- [Goal]: Write out the data again in full, exactly as it reads.

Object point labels
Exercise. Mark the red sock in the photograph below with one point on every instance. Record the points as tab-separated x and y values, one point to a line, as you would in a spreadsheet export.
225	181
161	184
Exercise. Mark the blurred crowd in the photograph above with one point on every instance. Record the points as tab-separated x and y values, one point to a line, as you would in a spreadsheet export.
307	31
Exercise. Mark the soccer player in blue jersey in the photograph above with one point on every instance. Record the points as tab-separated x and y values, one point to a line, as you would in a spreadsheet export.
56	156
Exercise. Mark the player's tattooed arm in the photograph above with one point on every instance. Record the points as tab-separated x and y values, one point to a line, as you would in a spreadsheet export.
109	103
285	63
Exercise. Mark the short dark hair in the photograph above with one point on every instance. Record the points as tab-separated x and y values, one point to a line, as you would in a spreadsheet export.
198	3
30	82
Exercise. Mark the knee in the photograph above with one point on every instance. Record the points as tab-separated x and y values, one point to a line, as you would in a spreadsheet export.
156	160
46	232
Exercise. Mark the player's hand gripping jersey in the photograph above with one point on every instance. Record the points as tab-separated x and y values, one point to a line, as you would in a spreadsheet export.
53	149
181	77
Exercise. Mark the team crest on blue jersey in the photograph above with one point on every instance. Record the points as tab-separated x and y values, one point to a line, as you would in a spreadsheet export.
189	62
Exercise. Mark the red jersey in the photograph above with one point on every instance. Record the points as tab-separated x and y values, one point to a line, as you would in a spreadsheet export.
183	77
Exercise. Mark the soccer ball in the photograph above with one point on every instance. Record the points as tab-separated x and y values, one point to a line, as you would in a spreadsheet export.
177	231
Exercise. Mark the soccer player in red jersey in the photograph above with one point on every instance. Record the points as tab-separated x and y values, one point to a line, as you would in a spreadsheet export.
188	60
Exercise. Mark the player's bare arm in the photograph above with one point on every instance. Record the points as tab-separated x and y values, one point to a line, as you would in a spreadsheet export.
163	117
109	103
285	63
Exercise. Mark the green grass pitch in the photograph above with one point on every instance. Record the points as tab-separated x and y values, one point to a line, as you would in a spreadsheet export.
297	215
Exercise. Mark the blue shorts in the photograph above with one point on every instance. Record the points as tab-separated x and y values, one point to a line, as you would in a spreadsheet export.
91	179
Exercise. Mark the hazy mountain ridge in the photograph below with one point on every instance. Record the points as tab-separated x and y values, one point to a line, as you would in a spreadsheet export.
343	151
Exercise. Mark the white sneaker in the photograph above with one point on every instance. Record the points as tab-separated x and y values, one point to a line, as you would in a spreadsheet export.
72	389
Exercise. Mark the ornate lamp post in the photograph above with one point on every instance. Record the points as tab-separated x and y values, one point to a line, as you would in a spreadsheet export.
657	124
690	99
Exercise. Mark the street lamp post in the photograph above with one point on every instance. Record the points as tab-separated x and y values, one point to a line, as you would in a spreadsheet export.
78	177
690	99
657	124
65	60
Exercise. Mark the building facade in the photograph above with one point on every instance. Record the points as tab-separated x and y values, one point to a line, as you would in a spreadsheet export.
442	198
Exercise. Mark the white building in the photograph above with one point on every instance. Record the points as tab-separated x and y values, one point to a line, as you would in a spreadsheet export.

- [Result]:
Exercise. Mark the red sock in the photograph below with one point on every instance. Record the points as tab-separated x and y values, one point to a line, as you would in a spreadsheet export.
225	181
161	184
Exercise. Mark the blurred crowd in the photograph above with one point on every instance. Record the points as tab-separated x and y values, one point to a line, as you would in a spreadsheet export.
307	31
Exercise. Mark the soccer player in blue jersey in the photograph above with one point on every instance. Record the points as tab-separated x and y values, one point to a line, as you would in a spreadsheet export.
56	156
Exercise. Mark the player's tattooed arm in the photograph above with one point on every instance. Record the points as tab-separated x and y values, one point to a line, as you would in a spreadsheet export.
109	103
285	63
Exercise. Mark the short dark hair in the photograph above with one point on every instance. Record the points as tab-separated x and y values, one point to a line, as you would in a spreadsheet export.
198	3
30	82
Exercise. Mark the knee in the photograph above with one point on every instance. Record the points as tab-separated x and y values, one point to a line, as you would in a spreadsheet export.
156	160
46	232
Exercise. Mark the player's hand gripping jersey in the photograph above with one point on every instance. Record the points as tab-separated x and y values, one point to a line, as you would in a spreadsheet export.
53	149
181	77
Exercise. Mark the team crest on blue jersey in the photograph above with one point on every instance. Record the points as tab-separated x and y values, one point to a line, as you would in a spreadsheet export.
189	62
Exercise. Mark the red jersey in the photograph above with one point on every instance. Record the points as tab-separated x and y values, one point to a line, as you would in a spreadsheet export.
183	77
Exercise. Mark the soccer ball in the photograph above with one point on every instance. Record the points as tab-separated x and y values, one point to a line, as you would in a spreadsheet export.
177	231
Exercise. Mark the soccer player in red jersey in the photograph above with one point on every instance. Record the points as tab-separated x and y values, one point to a line, as you would in a spreadsheet export.
188	60
Exercise. Mark the player's bare arm in the photograph above with one point on every instance. Record the points as tab-separated x and y values, one point to a line, as you would in a spreadsheet export.
163	117
109	103
285	63
Exercise. Mark the green grass pitch in the photograph above with one point on every instance. Record the points as tab-separated x and y values, one point to a line, as you would in a spreadsheet export.
297	215
Exercise. Mark the blue shorts in the photograph above with one point on every instance. Record the points as tab-separated x and y values, one point to a line, as you would in a spreadsheet export.
91	179
Exercise. Mark the hazy mountain ridge in the photograph below with one point on every instance. Record the points as tab-separated x and y values, one point to a line, as you would in a spreadsheet export.
343	151
Exercise. Mark the white sneaker in the photograph above with one point on every instance. Record the points as tab-separated x and y values, one point to a line, as you would in a spreadsheet export.
72	389
Exercise. Mark the ornate lamp post in the photograph above with one point on every instance. Record the points as tab-separated x and y values, one point to a line, as you would in a spreadsheet export.
657	124
690	99
Exercise. Mark the street lamp post in the photograph above with one point on every instance. Record the points as tab-separated x and y values, one point to a line, as you would in a spreadsheet export.
78	177
690	99
657	124
65	60
Exercise. Mark the building facade in the photograph above with one point on every instance. Record the points as tab-separated x and y values, one point to a line, as you would in a spreadsheet export.
442	198
Exercise. Mark the white building in the photograph above with one point on every instance. Record the points as tab-separated x and y values, one point to a line, as you would in a spreadsheet export.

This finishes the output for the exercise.